**DATASET RECORDS**:
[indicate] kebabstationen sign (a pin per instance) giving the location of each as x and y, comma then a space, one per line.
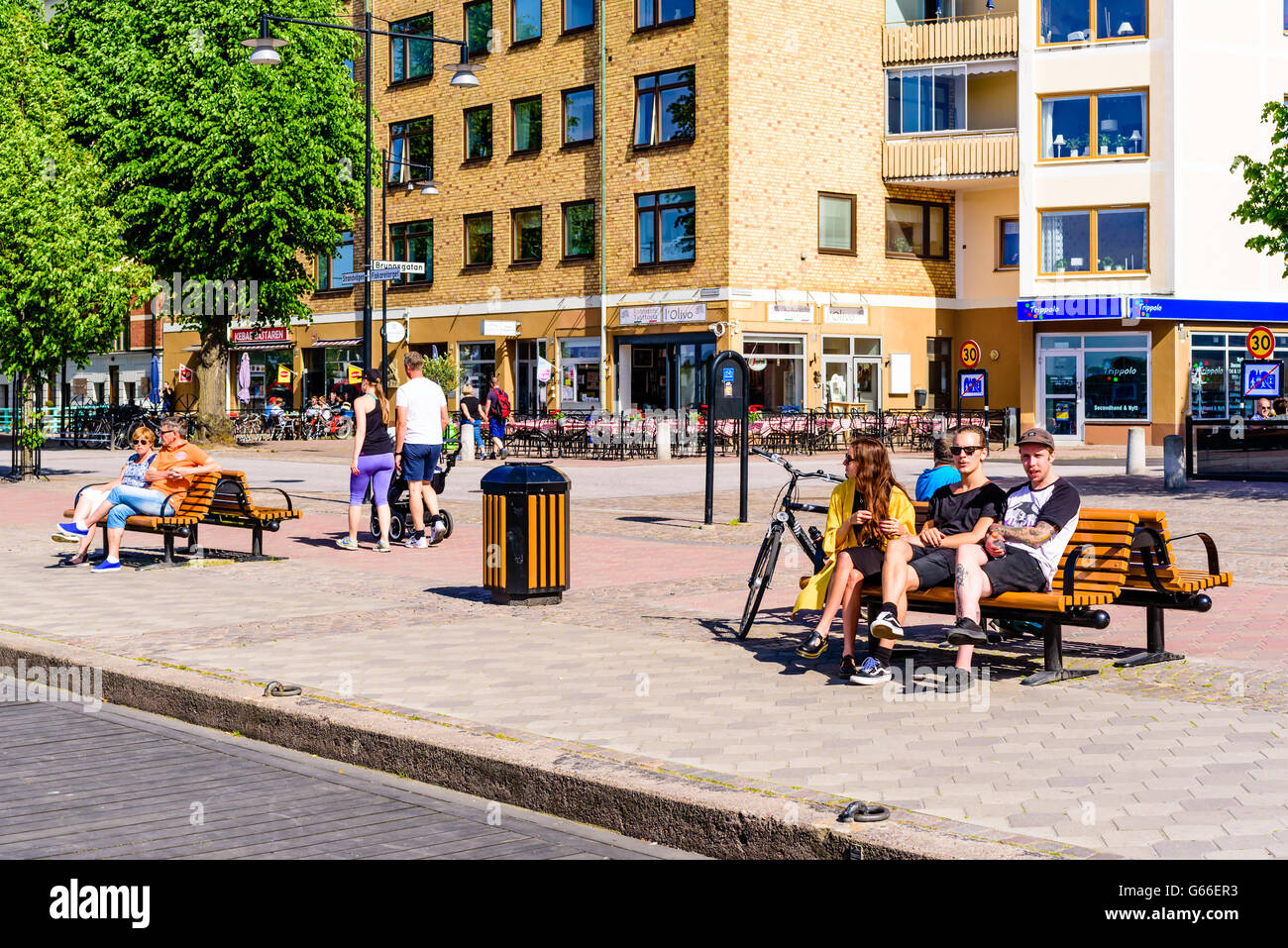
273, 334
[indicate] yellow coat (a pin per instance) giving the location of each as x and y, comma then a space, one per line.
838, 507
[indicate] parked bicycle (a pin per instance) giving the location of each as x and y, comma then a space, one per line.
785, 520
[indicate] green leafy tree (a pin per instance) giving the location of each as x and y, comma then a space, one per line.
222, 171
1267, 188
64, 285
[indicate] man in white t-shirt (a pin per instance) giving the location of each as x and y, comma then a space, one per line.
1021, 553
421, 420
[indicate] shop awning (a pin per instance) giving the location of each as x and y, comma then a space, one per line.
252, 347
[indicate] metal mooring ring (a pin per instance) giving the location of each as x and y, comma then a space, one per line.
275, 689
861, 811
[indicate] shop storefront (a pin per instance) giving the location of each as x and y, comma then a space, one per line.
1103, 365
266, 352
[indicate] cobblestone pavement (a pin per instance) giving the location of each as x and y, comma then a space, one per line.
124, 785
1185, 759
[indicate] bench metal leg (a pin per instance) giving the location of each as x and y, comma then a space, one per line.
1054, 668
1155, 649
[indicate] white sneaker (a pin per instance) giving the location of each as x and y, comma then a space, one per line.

**EXERCISE DIRECTIONS**:
Lines from the one containing "[indicate] bench metal" to the end of the data are to be printed exactly, including the first and last.

**COMPLETED TASK**:
[indicate] bench metal leg (a pin per instance) giving the location of each as x and y, comma then a space, one per line.
1054, 668
1155, 649
[indicate] white sneaker (a pin per instance) giving the location of each as x and y, comma then a space, one per line.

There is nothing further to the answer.